■ Work to complete: Rewrite the listing from the line with "Check that every instance of the white cloud" up to and including the line with "column 1135, row 51", replacing "white cloud" with "puffy cloud" and leaving everything else unchanged.

>> begin Data

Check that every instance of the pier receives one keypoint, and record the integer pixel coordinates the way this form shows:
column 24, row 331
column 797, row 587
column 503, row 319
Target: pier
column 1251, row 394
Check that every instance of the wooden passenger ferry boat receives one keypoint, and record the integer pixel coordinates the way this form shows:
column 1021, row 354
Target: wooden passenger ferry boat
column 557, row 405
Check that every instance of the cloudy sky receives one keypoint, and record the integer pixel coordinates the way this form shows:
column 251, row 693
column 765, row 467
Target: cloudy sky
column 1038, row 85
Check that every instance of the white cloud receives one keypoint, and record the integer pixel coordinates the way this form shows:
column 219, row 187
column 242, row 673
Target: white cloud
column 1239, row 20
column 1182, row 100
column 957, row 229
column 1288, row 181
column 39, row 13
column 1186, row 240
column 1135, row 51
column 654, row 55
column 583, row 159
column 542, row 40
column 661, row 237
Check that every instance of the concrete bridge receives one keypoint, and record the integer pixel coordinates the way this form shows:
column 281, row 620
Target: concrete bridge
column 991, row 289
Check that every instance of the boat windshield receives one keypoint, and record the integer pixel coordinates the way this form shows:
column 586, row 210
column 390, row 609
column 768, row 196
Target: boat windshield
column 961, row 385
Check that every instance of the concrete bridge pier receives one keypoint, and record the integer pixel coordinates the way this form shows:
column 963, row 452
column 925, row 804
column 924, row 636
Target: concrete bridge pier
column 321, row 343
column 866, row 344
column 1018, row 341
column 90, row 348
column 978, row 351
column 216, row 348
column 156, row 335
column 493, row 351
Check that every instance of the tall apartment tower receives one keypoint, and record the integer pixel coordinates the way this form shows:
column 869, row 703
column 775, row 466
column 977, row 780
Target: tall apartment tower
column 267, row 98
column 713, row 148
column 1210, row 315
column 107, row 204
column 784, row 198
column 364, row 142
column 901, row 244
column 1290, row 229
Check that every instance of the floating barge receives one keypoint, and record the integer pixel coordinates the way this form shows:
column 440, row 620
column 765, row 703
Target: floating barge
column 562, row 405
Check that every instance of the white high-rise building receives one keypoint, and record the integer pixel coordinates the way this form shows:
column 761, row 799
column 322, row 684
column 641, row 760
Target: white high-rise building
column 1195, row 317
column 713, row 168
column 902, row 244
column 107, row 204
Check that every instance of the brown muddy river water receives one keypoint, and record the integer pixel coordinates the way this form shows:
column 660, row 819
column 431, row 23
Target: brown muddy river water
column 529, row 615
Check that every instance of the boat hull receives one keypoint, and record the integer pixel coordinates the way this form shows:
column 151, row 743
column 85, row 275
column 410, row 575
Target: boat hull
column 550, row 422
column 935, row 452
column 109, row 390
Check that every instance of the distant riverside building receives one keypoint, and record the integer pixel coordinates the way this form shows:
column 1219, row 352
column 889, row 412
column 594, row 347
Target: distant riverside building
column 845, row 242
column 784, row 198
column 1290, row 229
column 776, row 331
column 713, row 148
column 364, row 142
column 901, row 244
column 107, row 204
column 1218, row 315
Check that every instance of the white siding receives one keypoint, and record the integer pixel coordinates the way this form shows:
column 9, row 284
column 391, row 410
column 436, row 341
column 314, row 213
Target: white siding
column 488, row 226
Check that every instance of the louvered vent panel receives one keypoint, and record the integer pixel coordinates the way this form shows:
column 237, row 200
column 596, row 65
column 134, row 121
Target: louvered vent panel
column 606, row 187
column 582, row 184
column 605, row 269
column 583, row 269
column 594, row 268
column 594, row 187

>> end Data

■ Worked answer:
Check that every instance of the puffy cloud receives one keypoint, and record the integer pixel coordinates the way this form shows:
column 219, row 187
column 242, row 673
Target: puffy cloud
column 1239, row 20
column 1182, row 100
column 957, row 229
column 1288, row 181
column 39, row 13
column 1186, row 240
column 1135, row 51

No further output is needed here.